-- DOCUMENT TEXT --

•••••

I expect Berrettini to reach the semifinals, but I expect him to run into one of our two spots in the final quarter, Taylor Fritz or Rafael Nadal. Nadal, of course, requires no introduction, especially as he was heavily mentioned above. However, at a bigger price than Berrettini he has to be the pick.
Built into this price is the risk of injury and the risk that he cannot complete the tournament. However, that was also built into the prices in Australia and at the French Open. The incredible Spaniard went on to win both tournaments. If Nadal reaches the second week having sailed through the first three matches quickly and comfortably then he will become second favourite.
Nadal hasn’t played Wimbledon since 2019 and the grass Grand Slam is his worst by win-loss record, 82%, but, as mentioned before, he has never come here having won the previous two Slams. He also doesn’t have to face Federer, Djokovic, or Andy Murray, in peak form. When the big four were all at their best Nadal would be fourth favourite to win this event. Now, with the determination and focus that he is carrying he has a chance to reach at least the final. Then, who knows?
I don’t mind tipping a player in Djokovic’s half. Hubert Hurkacz lost in the semifinals of Wimbledon last year but has landed something of a plumb quarter here. Yes, he may end up banging into Djokovic at that semifinal stage again but he is value for both his quarter and I would give him a chance against the Serbian if Hurkacz served his best.
Take away the threatening Alejandro Davidovich Fokina in the first round from Hurkacz’s draw and his section looks about as good as you can get for a Grand Slam. Add to this that he holds serve and breaks serve more often than the more fancied Matteo Berrettini in 2022 and that he warmed up perfectly by winning the ATP Halle tournament that Roger Federer used to farm in his pomp.

•••••

-- INPUT FOR THIS TASK --

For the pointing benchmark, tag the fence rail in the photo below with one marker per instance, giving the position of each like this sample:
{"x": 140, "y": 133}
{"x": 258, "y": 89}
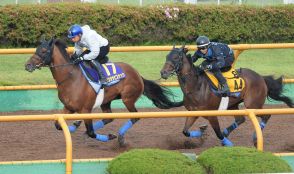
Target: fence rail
{"x": 251, "y": 113}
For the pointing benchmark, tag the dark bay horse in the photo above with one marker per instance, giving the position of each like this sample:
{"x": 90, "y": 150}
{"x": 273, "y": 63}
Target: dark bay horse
{"x": 198, "y": 96}
{"x": 77, "y": 95}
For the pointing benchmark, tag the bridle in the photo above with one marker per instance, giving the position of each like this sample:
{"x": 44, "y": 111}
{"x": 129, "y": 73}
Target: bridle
{"x": 46, "y": 59}
{"x": 177, "y": 65}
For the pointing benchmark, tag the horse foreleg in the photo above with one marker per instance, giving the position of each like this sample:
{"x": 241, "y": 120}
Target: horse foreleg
{"x": 262, "y": 124}
{"x": 72, "y": 128}
{"x": 91, "y": 133}
{"x": 215, "y": 125}
{"x": 101, "y": 123}
{"x": 188, "y": 124}
{"x": 238, "y": 121}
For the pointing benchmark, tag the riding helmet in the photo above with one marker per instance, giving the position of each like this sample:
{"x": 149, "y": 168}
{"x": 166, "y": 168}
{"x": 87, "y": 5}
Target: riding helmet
{"x": 202, "y": 42}
{"x": 74, "y": 30}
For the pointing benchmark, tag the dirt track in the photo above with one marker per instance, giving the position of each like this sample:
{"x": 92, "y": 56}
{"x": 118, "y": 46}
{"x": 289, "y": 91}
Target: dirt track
{"x": 41, "y": 141}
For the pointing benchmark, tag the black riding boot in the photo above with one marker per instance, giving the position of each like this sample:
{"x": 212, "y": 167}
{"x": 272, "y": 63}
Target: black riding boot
{"x": 97, "y": 66}
{"x": 223, "y": 87}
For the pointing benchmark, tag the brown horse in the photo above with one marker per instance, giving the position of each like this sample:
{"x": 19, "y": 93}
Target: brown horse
{"x": 77, "y": 95}
{"x": 198, "y": 96}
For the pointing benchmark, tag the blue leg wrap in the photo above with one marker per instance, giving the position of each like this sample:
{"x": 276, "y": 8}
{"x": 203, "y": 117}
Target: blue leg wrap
{"x": 103, "y": 138}
{"x": 227, "y": 142}
{"x": 72, "y": 128}
{"x": 226, "y": 132}
{"x": 98, "y": 125}
{"x": 234, "y": 125}
{"x": 195, "y": 134}
{"x": 262, "y": 125}
{"x": 125, "y": 128}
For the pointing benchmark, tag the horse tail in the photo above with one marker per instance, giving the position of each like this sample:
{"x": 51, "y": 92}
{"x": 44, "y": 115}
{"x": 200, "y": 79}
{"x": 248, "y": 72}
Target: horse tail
{"x": 275, "y": 90}
{"x": 159, "y": 95}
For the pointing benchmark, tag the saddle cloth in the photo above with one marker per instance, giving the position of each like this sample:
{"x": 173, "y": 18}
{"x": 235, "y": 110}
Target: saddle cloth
{"x": 111, "y": 71}
{"x": 235, "y": 83}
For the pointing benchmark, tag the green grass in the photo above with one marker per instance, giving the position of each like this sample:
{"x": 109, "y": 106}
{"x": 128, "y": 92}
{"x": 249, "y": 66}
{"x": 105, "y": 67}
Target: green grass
{"x": 153, "y": 161}
{"x": 275, "y": 62}
{"x": 231, "y": 160}
{"x": 150, "y": 2}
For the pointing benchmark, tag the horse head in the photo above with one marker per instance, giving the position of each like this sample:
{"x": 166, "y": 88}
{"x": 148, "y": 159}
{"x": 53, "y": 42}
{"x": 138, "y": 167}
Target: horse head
{"x": 42, "y": 56}
{"x": 174, "y": 62}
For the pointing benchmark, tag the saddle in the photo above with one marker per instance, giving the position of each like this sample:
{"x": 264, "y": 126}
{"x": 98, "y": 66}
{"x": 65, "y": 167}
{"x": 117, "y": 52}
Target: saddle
{"x": 235, "y": 82}
{"x": 111, "y": 71}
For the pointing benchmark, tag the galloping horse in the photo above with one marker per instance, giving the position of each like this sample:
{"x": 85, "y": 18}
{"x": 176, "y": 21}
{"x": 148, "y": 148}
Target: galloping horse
{"x": 77, "y": 95}
{"x": 198, "y": 95}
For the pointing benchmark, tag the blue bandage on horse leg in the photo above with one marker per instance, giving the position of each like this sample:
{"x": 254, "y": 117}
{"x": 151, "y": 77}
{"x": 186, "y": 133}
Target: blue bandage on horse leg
{"x": 234, "y": 125}
{"x": 195, "y": 134}
{"x": 262, "y": 125}
{"x": 72, "y": 128}
{"x": 125, "y": 128}
{"x": 227, "y": 142}
{"x": 103, "y": 138}
{"x": 98, "y": 125}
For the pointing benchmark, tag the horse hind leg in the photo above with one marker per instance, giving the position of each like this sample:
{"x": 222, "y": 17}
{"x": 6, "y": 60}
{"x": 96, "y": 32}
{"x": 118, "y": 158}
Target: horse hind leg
{"x": 215, "y": 125}
{"x": 130, "y": 104}
{"x": 262, "y": 124}
{"x": 238, "y": 121}
{"x": 196, "y": 133}
{"x": 72, "y": 128}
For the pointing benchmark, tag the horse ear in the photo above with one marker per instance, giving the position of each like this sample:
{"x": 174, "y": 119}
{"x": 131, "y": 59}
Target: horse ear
{"x": 51, "y": 41}
{"x": 43, "y": 39}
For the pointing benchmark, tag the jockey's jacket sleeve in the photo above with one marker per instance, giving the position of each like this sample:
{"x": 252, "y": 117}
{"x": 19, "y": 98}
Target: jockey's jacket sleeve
{"x": 78, "y": 49}
{"x": 92, "y": 41}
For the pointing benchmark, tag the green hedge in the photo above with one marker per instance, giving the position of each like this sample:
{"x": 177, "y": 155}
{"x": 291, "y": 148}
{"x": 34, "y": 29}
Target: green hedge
{"x": 153, "y": 161}
{"x": 233, "y": 160}
{"x": 23, "y": 25}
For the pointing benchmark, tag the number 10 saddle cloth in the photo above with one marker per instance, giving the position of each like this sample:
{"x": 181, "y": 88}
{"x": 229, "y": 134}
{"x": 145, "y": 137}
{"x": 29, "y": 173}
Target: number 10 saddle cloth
{"x": 235, "y": 82}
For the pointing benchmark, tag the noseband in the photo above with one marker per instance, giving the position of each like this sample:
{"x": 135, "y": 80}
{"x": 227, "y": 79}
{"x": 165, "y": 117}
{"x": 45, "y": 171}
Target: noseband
{"x": 176, "y": 64}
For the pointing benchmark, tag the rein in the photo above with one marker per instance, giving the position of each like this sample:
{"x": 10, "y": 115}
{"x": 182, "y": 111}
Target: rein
{"x": 58, "y": 66}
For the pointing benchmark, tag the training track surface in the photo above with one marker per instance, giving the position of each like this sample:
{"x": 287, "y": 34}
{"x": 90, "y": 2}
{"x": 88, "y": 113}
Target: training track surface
{"x": 39, "y": 140}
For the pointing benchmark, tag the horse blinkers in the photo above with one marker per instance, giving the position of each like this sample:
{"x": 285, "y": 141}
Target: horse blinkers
{"x": 41, "y": 57}
{"x": 173, "y": 63}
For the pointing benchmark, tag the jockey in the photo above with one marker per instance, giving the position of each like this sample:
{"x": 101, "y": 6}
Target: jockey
{"x": 98, "y": 47}
{"x": 218, "y": 56}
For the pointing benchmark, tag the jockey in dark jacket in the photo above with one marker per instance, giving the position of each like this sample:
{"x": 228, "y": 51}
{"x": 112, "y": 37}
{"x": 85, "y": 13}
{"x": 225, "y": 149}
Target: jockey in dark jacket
{"x": 218, "y": 56}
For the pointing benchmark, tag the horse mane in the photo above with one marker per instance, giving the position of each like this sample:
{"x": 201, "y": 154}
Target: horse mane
{"x": 61, "y": 45}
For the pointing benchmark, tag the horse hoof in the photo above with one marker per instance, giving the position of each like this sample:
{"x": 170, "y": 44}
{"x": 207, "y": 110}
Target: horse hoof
{"x": 77, "y": 123}
{"x": 111, "y": 136}
{"x": 226, "y": 142}
{"x": 203, "y": 128}
{"x": 121, "y": 141}
{"x": 57, "y": 126}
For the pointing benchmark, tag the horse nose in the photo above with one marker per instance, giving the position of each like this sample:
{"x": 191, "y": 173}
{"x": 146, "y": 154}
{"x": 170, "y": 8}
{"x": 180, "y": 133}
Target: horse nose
{"x": 29, "y": 67}
{"x": 164, "y": 74}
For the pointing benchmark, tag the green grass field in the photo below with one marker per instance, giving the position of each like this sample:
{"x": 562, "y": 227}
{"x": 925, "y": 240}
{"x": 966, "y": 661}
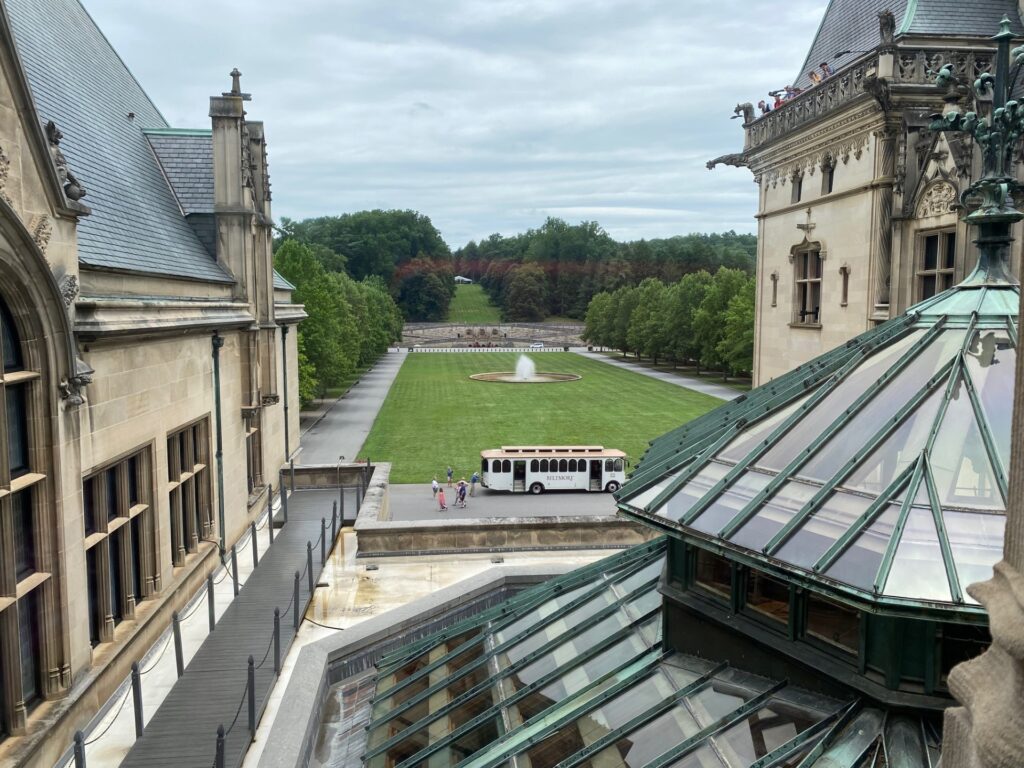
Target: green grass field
{"x": 435, "y": 414}
{"x": 472, "y": 307}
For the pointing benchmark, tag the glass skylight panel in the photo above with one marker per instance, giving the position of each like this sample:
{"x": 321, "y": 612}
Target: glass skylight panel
{"x": 823, "y": 528}
{"x": 918, "y": 569}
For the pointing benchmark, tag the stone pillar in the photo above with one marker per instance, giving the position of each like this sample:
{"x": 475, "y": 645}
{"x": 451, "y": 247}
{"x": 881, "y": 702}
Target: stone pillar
{"x": 988, "y": 730}
{"x": 882, "y": 229}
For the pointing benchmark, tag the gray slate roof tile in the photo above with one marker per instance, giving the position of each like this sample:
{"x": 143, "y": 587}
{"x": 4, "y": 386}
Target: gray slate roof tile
{"x": 78, "y": 81}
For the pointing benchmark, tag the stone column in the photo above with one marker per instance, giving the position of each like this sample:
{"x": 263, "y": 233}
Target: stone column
{"x": 882, "y": 230}
{"x": 988, "y": 730}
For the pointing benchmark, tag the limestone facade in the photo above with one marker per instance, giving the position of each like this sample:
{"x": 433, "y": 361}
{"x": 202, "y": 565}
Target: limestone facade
{"x": 114, "y": 502}
{"x": 859, "y": 211}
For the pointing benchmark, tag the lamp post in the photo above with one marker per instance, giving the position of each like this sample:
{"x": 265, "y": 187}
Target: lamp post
{"x": 987, "y": 731}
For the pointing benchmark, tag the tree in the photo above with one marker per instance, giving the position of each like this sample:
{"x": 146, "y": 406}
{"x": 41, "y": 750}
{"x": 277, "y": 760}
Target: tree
{"x": 736, "y": 347}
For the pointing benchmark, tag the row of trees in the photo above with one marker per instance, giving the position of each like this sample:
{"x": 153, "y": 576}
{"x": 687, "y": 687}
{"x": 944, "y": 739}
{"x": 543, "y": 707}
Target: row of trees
{"x": 350, "y": 322}
{"x": 558, "y": 268}
{"x": 402, "y": 249}
{"x": 701, "y": 318}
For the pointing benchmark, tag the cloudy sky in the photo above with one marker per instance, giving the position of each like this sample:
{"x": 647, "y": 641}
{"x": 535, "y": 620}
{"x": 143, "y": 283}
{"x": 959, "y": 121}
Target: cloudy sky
{"x": 485, "y": 115}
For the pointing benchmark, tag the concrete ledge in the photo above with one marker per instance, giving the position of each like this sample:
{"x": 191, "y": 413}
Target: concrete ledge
{"x": 322, "y": 664}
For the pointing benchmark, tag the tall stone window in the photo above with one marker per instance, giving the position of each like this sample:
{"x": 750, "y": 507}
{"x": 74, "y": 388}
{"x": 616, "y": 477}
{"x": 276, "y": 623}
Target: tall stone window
{"x": 189, "y": 495}
{"x": 29, "y": 671}
{"x": 807, "y": 282}
{"x": 120, "y": 555}
{"x": 254, "y": 451}
{"x": 936, "y": 261}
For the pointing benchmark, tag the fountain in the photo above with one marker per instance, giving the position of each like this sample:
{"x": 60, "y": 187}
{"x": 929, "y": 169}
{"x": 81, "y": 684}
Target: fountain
{"x": 525, "y": 373}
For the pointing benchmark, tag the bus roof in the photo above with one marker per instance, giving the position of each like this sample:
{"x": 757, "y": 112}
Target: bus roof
{"x": 508, "y": 452}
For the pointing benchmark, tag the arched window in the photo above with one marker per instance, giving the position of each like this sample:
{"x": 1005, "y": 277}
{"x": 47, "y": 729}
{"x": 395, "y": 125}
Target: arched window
{"x": 27, "y": 588}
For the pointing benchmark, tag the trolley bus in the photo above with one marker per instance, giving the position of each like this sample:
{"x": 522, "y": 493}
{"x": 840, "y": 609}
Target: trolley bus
{"x": 540, "y": 468}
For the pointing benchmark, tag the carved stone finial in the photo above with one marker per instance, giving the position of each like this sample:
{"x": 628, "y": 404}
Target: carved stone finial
{"x": 73, "y": 187}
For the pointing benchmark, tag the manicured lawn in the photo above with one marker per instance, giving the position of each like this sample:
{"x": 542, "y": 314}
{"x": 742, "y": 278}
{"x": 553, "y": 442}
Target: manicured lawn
{"x": 472, "y": 307}
{"x": 435, "y": 414}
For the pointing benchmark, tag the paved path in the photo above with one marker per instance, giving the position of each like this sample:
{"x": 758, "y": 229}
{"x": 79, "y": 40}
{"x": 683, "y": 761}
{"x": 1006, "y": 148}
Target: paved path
{"x": 182, "y": 732}
{"x": 343, "y": 430}
{"x": 696, "y": 385}
{"x": 415, "y": 503}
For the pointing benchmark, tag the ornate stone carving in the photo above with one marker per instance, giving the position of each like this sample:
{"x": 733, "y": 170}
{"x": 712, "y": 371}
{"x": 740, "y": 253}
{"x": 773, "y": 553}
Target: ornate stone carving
{"x": 937, "y": 200}
{"x": 41, "y": 229}
{"x": 72, "y": 186}
{"x": 69, "y": 289}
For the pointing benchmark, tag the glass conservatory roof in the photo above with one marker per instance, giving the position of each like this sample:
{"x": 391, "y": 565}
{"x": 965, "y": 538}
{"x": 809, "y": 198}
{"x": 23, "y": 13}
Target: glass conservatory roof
{"x": 881, "y": 465}
{"x": 572, "y": 673}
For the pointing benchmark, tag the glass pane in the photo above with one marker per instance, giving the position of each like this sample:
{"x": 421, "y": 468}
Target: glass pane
{"x": 768, "y": 597}
{"x": 773, "y": 514}
{"x": 961, "y": 467}
{"x": 742, "y": 443}
{"x": 918, "y": 569}
{"x": 731, "y": 501}
{"x": 25, "y": 534}
{"x": 842, "y": 394}
{"x": 823, "y": 528}
{"x": 11, "y": 346}
{"x": 833, "y": 623}
{"x": 897, "y": 452}
{"x": 687, "y": 496}
{"x": 17, "y": 432}
{"x": 991, "y": 361}
{"x": 28, "y": 629}
{"x": 976, "y": 542}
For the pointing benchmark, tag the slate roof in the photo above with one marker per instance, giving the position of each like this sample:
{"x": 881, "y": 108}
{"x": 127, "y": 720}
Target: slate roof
{"x": 853, "y": 26}
{"x": 78, "y": 81}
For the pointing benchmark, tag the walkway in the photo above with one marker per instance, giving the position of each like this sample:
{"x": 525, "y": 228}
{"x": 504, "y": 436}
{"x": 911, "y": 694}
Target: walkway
{"x": 343, "y": 430}
{"x": 696, "y": 385}
{"x": 212, "y": 691}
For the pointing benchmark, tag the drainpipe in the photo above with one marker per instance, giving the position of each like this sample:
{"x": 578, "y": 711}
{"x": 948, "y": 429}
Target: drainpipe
{"x": 218, "y": 342}
{"x": 284, "y": 368}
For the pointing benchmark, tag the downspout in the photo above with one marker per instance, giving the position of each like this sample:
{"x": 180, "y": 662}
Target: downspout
{"x": 218, "y": 342}
{"x": 284, "y": 369}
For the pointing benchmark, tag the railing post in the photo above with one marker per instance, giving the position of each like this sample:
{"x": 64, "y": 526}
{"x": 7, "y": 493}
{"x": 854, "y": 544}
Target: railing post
{"x": 309, "y": 566}
{"x": 252, "y": 699}
{"x": 179, "y": 660}
{"x": 136, "y": 694}
{"x": 252, "y": 532}
{"x": 276, "y": 641}
{"x": 79, "y": 750}
{"x": 209, "y": 602}
{"x": 218, "y": 761}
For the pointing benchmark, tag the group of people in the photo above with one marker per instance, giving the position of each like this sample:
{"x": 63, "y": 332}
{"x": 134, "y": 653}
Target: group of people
{"x": 461, "y": 489}
{"x": 784, "y": 94}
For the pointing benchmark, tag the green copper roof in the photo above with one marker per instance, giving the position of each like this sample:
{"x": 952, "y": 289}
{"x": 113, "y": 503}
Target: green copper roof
{"x": 572, "y": 673}
{"x": 881, "y": 466}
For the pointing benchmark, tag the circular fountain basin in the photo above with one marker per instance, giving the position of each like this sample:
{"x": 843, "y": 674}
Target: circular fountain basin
{"x": 511, "y": 377}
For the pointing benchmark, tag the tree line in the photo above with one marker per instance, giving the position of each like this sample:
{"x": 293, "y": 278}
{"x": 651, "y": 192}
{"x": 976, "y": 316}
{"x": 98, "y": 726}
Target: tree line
{"x": 701, "y": 318}
{"x": 350, "y": 323}
{"x": 556, "y": 269}
{"x": 402, "y": 249}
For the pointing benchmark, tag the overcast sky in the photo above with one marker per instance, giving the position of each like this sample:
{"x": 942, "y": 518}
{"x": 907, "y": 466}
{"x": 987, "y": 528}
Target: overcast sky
{"x": 485, "y": 115}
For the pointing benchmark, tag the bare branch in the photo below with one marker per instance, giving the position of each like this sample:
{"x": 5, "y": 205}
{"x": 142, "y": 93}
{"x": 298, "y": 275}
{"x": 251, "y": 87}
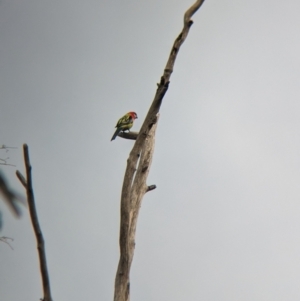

•••••

-- PROBLEMS TO WORK ON --
1. Locate every line of the rows that contains the string "group", matching case exactly, and copy each such line.
2. Pick up the Wimbledon tennis preview after its last sentence and continue it.

-- RESULTS --
1.
For the pointing benchmark, tag the group of people in the photo above with one marker per instance, giving the position of each like this sample:
Target: group of people

2.
As Hurkacz is in Djokovic’s half I see little point in playing Hurkacz each way. He would have a chance against anyone in a final and if he makes it there then we will have the option to hedge if it makes sense to so.
Taylor Fritz is scheduled to be Nadal’s quarterfinal opponent. The American has just reached the Eastbourne final at the time of writing so has played himself into some good form on the grass. He is a good server, but he has an excellent all-round game.
Fritz is the 2022 Indian Wells Champion. This is often referred to as the fifth Grand Slam and winning that event is closest a tennis player will get without lifting one of the big four trophies. It shows that the 24-year-old is ready to put his game together and challenge at the top end for the biggest titles.
His form has been patchy since the Indian Wells win but I have been waiting for a flicker of form before pulling the trigger on backing Fritz. This week has been what I have been hoping for, and with a fairly weak draw, other than Nadal, the price is right for backing Fritz.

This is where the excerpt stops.